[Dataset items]
═══
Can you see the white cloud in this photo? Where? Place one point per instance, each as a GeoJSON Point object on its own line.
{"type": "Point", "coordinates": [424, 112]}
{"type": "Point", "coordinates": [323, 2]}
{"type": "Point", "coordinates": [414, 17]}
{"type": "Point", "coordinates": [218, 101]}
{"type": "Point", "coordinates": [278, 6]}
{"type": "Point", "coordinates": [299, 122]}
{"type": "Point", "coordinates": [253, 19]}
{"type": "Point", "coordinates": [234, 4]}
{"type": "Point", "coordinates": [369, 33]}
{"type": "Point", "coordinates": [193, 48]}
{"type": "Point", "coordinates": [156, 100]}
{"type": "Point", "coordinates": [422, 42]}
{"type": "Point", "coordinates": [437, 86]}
═══
* [The request] Transcribe all of the data above line by line, without changing a single character.

* [Full output]
Can you see the white cloud in this photo? Where? Place one point per instance, each as a GeoJSON Point object on its own line.
{"type": "Point", "coordinates": [424, 112]}
{"type": "Point", "coordinates": [323, 2]}
{"type": "Point", "coordinates": [414, 17]}
{"type": "Point", "coordinates": [218, 101]}
{"type": "Point", "coordinates": [278, 6]}
{"type": "Point", "coordinates": [299, 122]}
{"type": "Point", "coordinates": [253, 19]}
{"type": "Point", "coordinates": [234, 4]}
{"type": "Point", "coordinates": [369, 33]}
{"type": "Point", "coordinates": [193, 48]}
{"type": "Point", "coordinates": [156, 100]}
{"type": "Point", "coordinates": [422, 42]}
{"type": "Point", "coordinates": [437, 86]}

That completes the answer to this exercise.